_Texte présenté_
┌────────

Valéry Giscard d’Estaing, François Mitterrand, Jacques Chirac, Raymond Barre ou encore Georges Marchais furent ses cibles favorites… Pour, son ami, Bernard Mabille, les chanteurs de l’époque étaient jugés trop lisses, laissant peu d’aspérité pour les imitateurs, une aubaine pour Thierry Le Luron, lui, qui prend également plaisir à se moquer de la classe politique.
Une voix unique et un ton à part
Ainsi lorsqu’il débute sa carrière dans les années 70, c’est avec le président auvergnat qu’il fait ses premières armes. Chaque décision, chaque posture du président Giscard est prétexte à caricature… De son discours de victoire, où il remporte de justesse la course à l’Elysée, aux célèbres causeries au coin du feu, dont il moque le caractère désuet aux côtés de son ami Pierre Desproges, l’humorique imite la voix mais aussi la gestuelle de ceux qu’il brocarde.

└────────

Données de pointage d’objets nommés:
┌────────

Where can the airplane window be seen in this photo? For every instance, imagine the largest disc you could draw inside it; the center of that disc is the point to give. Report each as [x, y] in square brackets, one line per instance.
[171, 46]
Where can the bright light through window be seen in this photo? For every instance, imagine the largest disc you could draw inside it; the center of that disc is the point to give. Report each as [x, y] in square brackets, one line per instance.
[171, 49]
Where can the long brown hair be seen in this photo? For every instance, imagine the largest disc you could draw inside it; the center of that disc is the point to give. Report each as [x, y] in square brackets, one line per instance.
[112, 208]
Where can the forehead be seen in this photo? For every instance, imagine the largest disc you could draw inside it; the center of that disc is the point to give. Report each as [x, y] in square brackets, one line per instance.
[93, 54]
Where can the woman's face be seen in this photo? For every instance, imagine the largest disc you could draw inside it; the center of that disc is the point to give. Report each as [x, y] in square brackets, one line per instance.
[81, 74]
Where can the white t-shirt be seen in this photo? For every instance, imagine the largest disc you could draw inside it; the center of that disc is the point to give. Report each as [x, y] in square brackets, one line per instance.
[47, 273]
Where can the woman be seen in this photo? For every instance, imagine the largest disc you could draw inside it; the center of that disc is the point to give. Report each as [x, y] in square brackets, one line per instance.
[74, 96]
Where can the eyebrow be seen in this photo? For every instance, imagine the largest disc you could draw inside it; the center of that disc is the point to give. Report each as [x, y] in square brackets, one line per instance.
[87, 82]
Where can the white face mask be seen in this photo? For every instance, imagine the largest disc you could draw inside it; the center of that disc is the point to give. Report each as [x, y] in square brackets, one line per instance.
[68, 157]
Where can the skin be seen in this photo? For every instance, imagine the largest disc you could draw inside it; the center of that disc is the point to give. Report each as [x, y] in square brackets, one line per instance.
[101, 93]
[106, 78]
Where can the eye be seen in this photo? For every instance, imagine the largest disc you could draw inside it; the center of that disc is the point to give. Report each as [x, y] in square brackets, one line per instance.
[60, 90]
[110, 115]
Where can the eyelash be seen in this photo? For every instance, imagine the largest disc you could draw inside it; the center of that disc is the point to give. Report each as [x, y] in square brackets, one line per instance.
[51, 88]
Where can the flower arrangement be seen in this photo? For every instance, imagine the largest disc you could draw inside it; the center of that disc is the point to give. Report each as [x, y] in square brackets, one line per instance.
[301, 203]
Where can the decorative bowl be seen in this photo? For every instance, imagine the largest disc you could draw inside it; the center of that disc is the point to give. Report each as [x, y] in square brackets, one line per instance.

└────────

_Travail à faire_
a – Traduisez en anglais cette phrase du texte sur Thierry Le Luron : « Ainsi lorsqu’il débute sa carrière dans les années 70, c’est avec le président auvergnat qu’il fait ses premières armes. »
b – Répondez brièvement à partir du texte sur Thierry Le Luron :
(i) Selon Bernard Mabille, comment jugeait-on les chanteurs de l’époque ?
(ii) Dans quelles années Thierry Le Luron débute-t-il sa carrière ?
(iii) Outre la voix, qu’imite-t-il chez ceux qu’il brocarde ?
c – Recopiez le passage du texte sur Thierry Le Luron, en partant de « Valéry Giscard d’Estaing, François » et en allant jusqu’à « ceux qu’il brocarde. ».

_Réponses attendues_
a – Thus, when he began his career in the 1970s, it was with the president from Auvergne that he cut his teeth.

b –
(i) Trop lisses.
(ii) Dans les années 70.
(iii) La gestuelle.

c –
Valéry Giscard d’Estaing, François Mitterrand, Jacques Chirac, Raymond Barre ou encore Georges Marchais furent ses cibles favorites… Pour, son ami, Bernard Mabille, les chanteurs de l’époque étaient jugés trop lisses, laissant peu d’aspérité pour les imitateurs, une aubaine pour Thierry Le Luron, lui, qui prend également plaisir à se moquer de la classe politique.
Une voix unique et un ton à part
Ainsi lorsqu’il débute sa carrière dans les années 70, c’est avec le président auvergnat qu’il fait ses premières armes. Chaque décision, chaque posture du président Giscard est prétexte à caricature… De son discours de victoire, où il remporte de justesse la course à l’Elysée, aux célèbres causeries au coin du feu, dont il moque le caractère désuet aux côtés de son ami Pierre Desproges, l’humorique imite la voix mais aussi la gestuelle de ceux qu’il brocarde.